YOUR GOAL
Within the records below is a range that opens at the line with "x=465 y=333" and closes at the line with "x=232 y=285". Return that range word for word, both ends included, and only that range.

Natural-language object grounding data
=-=-=

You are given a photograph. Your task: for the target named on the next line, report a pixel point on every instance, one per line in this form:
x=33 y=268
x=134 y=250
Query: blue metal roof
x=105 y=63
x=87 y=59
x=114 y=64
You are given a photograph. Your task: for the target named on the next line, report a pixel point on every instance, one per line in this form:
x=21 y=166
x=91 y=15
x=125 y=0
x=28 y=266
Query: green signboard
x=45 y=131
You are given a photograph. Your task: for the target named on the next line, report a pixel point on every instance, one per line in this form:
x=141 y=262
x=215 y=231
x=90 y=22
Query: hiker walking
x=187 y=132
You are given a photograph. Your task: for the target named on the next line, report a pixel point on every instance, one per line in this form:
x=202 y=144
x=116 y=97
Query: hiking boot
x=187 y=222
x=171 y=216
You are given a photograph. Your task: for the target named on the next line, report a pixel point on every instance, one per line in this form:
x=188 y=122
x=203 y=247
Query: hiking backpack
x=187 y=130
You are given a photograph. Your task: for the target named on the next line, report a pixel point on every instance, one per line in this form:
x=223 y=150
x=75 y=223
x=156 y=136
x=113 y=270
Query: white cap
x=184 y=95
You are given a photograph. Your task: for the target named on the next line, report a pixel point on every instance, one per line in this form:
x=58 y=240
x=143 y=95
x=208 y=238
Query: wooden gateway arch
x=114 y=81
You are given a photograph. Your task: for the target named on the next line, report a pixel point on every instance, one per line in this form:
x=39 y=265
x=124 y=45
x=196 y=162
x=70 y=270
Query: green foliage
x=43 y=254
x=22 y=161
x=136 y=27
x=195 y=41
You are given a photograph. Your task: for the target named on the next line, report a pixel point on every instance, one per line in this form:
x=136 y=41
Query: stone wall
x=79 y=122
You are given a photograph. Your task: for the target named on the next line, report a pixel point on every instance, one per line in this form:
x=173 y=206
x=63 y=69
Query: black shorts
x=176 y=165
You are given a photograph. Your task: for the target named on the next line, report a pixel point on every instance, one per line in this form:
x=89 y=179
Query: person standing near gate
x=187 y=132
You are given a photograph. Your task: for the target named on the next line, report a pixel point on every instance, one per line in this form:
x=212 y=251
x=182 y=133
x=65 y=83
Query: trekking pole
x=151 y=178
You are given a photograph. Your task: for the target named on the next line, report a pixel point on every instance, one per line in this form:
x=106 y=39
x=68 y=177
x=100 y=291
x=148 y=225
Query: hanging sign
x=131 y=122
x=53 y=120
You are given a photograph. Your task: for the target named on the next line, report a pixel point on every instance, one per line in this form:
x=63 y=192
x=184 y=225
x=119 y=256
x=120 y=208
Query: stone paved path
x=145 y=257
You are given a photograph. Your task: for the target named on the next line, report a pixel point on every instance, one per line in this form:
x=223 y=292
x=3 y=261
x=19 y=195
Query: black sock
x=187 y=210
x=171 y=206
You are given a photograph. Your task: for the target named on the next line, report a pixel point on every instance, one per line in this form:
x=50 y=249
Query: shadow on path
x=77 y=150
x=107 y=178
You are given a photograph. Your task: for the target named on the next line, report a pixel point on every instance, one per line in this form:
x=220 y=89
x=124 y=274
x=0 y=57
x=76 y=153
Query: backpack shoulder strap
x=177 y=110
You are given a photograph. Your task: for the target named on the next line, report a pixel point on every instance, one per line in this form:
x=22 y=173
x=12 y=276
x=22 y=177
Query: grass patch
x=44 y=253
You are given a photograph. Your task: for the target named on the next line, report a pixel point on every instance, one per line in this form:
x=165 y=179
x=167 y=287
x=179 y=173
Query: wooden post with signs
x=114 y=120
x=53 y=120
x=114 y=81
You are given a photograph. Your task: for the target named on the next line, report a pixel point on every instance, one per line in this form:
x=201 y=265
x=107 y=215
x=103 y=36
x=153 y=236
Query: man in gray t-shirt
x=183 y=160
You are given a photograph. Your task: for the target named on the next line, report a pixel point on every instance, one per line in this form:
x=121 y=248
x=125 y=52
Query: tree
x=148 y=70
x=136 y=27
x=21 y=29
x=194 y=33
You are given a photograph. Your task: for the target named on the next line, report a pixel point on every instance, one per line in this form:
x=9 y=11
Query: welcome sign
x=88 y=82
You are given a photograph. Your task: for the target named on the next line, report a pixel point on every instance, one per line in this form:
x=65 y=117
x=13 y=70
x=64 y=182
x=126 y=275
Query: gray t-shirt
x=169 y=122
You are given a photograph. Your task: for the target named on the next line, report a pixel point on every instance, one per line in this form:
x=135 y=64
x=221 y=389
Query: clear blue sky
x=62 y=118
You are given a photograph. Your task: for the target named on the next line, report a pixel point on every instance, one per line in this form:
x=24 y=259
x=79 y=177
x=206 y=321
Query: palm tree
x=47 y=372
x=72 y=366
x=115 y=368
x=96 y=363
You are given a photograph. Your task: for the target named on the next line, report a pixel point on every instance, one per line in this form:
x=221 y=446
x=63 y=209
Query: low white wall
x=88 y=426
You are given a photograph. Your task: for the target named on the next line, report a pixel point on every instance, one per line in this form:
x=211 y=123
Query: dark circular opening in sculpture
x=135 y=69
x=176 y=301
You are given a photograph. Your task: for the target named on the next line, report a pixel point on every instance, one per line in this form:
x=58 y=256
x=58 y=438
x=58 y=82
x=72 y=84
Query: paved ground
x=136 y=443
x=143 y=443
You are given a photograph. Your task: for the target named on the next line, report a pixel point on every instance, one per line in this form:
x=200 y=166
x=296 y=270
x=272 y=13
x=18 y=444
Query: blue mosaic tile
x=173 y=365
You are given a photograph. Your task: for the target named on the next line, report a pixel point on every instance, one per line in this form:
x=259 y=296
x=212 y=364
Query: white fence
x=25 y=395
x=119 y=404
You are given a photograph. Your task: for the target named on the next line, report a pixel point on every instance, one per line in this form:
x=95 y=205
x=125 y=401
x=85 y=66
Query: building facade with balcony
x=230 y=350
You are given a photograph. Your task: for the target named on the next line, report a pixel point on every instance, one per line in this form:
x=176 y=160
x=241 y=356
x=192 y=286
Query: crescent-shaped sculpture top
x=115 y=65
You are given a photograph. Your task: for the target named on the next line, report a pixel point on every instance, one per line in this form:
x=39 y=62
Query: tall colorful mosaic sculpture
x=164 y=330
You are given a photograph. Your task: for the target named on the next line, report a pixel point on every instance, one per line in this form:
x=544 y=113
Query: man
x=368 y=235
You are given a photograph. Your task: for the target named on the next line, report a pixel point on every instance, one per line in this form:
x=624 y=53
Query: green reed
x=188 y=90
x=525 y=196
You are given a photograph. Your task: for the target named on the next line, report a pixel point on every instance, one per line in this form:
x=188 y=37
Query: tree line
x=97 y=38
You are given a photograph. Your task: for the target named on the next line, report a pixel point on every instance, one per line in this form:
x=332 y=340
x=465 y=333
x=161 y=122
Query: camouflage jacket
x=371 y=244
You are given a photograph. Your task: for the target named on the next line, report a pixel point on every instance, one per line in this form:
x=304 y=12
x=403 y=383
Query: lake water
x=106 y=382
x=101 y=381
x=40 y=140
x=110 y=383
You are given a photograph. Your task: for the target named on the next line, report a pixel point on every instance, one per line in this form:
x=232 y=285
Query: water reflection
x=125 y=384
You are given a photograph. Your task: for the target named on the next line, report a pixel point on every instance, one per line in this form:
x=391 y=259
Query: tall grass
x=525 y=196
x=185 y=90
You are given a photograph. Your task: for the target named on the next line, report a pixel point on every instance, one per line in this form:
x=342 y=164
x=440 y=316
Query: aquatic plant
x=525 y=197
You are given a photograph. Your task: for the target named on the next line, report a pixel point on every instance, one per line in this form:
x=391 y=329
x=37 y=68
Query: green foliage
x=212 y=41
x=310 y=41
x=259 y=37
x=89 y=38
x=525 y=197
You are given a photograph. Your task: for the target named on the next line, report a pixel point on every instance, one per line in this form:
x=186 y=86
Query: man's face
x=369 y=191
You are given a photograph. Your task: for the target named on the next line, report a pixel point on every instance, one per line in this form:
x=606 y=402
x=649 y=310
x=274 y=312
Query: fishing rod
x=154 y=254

=-=-=

SOLUTION BELOW
x=465 y=333
x=161 y=122
Query: camouflage jacket
x=371 y=244
You are given a photograph. Your task: for the target named on the next line, report a pixel point on every instance, one per line in this form:
x=304 y=12
x=403 y=383
Query: lake water
x=106 y=382
x=101 y=381
x=40 y=140
x=110 y=383
You are given a photograph. Your task: for the target named on the next line, report a pixel point on every instance, one per line in this form:
x=232 y=285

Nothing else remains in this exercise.